▶ [WHAT IS NEEDED]: Extract the line that contains "the black pants" and every line after it to the end of the records below, exactly as written and nothing else.

▶ [TASK INPUT]:
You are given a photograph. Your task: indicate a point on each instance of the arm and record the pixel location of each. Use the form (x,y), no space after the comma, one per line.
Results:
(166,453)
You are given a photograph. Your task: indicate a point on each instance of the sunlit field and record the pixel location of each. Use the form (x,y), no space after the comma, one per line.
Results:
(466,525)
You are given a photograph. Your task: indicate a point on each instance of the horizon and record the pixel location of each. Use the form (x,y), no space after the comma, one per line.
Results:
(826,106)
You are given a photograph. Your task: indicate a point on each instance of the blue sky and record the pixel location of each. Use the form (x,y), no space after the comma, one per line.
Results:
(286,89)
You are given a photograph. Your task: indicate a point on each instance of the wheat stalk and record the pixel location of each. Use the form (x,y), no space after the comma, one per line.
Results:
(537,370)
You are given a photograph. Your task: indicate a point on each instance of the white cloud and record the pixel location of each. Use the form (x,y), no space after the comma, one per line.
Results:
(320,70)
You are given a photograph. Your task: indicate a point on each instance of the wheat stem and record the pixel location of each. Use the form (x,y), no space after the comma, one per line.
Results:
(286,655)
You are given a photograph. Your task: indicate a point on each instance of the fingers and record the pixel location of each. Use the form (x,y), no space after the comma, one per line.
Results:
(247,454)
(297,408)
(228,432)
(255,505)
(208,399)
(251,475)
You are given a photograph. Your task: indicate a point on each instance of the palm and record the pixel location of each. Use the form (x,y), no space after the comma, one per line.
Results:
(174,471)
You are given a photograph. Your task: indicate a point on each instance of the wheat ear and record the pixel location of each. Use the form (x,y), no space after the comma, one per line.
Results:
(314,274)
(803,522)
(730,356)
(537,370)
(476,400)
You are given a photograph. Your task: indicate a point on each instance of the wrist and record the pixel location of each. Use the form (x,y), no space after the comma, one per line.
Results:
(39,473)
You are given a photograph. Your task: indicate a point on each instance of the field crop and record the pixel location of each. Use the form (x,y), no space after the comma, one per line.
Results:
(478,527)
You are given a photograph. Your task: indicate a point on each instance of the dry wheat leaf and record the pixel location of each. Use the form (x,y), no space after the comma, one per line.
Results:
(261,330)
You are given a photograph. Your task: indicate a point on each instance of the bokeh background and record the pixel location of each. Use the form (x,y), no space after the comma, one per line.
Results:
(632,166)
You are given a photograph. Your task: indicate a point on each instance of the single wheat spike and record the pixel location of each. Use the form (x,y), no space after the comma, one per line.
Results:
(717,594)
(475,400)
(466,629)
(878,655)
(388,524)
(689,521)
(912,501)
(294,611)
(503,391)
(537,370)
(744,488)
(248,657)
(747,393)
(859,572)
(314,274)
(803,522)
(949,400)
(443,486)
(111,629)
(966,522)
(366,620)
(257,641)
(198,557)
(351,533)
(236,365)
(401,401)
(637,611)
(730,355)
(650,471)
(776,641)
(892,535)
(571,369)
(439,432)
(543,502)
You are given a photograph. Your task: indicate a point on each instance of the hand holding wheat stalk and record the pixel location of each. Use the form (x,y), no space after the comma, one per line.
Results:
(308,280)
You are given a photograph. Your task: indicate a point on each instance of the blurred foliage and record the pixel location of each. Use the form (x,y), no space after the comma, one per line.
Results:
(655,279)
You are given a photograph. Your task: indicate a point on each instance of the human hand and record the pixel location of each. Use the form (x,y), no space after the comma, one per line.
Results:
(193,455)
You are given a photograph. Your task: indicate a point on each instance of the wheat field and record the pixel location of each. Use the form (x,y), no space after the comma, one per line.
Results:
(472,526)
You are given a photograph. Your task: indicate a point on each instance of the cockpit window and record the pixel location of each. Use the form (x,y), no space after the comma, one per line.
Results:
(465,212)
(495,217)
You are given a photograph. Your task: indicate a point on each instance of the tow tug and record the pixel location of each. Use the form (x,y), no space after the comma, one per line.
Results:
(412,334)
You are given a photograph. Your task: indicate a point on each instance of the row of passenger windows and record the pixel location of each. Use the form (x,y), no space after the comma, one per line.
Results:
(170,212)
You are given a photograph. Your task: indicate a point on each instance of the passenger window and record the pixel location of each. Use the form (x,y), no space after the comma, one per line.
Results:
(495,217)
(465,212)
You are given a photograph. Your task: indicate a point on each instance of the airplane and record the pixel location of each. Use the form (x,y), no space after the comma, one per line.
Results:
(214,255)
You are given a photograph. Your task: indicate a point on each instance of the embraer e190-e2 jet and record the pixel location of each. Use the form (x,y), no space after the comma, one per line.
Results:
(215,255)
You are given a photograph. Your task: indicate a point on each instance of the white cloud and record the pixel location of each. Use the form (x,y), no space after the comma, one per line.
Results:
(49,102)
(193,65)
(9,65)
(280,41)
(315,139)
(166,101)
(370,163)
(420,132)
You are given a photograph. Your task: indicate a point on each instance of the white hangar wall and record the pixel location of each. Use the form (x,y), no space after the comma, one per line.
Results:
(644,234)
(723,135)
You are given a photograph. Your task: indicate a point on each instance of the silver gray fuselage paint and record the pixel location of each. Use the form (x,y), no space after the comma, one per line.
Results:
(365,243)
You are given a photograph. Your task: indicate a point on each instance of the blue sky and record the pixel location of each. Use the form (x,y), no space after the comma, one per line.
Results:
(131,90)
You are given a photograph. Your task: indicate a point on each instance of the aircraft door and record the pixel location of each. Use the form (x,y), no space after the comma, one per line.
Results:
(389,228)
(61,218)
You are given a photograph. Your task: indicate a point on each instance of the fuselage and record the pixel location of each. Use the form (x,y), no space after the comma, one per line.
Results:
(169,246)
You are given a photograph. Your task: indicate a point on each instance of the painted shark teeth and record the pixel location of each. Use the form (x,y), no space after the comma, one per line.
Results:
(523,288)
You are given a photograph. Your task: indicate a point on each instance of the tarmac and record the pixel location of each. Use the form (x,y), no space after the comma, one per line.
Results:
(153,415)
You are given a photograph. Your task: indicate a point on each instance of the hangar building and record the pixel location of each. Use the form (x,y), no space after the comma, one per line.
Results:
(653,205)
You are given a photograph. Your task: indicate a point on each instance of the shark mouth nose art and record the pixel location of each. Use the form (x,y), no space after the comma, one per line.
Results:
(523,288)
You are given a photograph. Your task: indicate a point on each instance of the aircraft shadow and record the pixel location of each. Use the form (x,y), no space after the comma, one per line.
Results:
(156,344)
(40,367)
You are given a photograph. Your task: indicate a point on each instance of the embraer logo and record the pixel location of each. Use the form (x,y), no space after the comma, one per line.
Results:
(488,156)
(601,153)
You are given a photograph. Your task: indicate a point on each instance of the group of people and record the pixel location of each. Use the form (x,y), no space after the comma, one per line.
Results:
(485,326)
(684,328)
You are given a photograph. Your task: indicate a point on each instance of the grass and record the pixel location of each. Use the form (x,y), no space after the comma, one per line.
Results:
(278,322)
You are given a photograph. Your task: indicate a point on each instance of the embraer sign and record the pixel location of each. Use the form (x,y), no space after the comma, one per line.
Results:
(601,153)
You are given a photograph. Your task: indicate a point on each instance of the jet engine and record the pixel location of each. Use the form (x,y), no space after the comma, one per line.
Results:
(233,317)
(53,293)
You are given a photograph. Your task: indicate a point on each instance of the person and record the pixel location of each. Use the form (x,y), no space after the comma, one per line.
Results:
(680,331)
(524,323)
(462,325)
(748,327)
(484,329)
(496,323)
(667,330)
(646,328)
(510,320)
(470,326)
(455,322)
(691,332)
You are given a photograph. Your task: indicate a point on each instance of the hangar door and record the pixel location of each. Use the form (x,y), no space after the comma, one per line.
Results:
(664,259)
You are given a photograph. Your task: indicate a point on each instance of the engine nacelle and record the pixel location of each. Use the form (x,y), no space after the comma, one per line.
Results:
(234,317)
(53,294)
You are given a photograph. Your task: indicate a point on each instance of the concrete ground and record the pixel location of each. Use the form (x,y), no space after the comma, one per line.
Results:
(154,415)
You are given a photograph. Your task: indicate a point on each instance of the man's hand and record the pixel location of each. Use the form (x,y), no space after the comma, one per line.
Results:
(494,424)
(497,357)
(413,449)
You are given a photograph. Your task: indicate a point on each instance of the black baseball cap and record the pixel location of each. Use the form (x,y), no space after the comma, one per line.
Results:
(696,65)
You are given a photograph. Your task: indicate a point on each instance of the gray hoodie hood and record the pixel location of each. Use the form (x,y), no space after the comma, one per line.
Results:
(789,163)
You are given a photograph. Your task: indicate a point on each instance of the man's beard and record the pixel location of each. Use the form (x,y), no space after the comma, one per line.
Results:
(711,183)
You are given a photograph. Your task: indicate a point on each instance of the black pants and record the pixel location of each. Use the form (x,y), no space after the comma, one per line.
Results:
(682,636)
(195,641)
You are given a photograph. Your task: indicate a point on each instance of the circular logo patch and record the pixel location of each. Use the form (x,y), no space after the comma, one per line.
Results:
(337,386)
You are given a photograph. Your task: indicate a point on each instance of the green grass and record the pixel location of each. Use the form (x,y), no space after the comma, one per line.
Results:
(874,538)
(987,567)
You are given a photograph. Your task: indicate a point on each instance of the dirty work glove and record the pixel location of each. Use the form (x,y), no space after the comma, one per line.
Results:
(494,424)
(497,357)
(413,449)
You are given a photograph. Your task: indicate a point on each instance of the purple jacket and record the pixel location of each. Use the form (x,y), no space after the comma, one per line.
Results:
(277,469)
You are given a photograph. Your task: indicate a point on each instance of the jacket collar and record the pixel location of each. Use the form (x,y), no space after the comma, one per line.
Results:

▶ [FULL RESPONSE]:
You are given a photograph. Your task: indicate a point on each instance of the black pants and record the pixel location of each. Use the form (x,y), no space after the comma, one per line.
Results:
(682,636)
(195,641)
You are given a photograph. Your task: indicate a point on each instance of the circular logo patch and record the pixel location of each. Use the form (x,y), no space after the comma, one per line.
Results:
(337,386)
You are given a photograph. Your task: indicate a point on each instance of the green grass and record the pixel location of each. Use the form (x,y), no space after the comma, one per line.
Results:
(874,538)
(987,567)
You are given a photograph. Your task: indicate a point on each instance of the dirty work glove and record the pixel location of each. Use the form (x,y), no space after the comma, one per line.
Results:
(494,424)
(497,357)
(413,449)
You are given a photograph. Your task: indicate a point on each instance of the purple jacket and record the pixel location of each. Use the form (x,y), no space after the comma, one per line.
Results:
(277,469)
You are given a photograph. Your task: indicate a point on each instance of the jacket collar and record the pixel location of each. Use the form (x,y), no space after the comma, one per line.
Results:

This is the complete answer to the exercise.